What to work on: Can you rewrite every line of the records below, requests included, adding 37 to each coordinate in the answer points and leaving everything else unchanged?

--- Begin ---

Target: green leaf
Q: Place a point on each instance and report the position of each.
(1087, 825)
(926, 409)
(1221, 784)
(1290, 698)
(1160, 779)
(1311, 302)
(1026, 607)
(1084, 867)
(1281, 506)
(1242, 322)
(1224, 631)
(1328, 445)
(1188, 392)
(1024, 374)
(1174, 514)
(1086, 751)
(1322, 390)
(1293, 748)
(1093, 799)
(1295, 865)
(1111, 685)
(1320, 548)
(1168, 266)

--- End ---

Correct result:
Target: green leaf
Q: Place a point on each instance and report the position of each.
(1124, 862)
(963, 446)
(1258, 821)
(1327, 735)
(1197, 816)
(1348, 339)
(1063, 644)
(1121, 904)
(1318, 543)
(1279, 359)
(1261, 668)
(1365, 482)
(1225, 429)
(1061, 411)
(1211, 551)
(1123, 788)
(1359, 427)
(1330, 785)
(1130, 836)
(1332, 902)
(1148, 722)
(1357, 585)
(1205, 303)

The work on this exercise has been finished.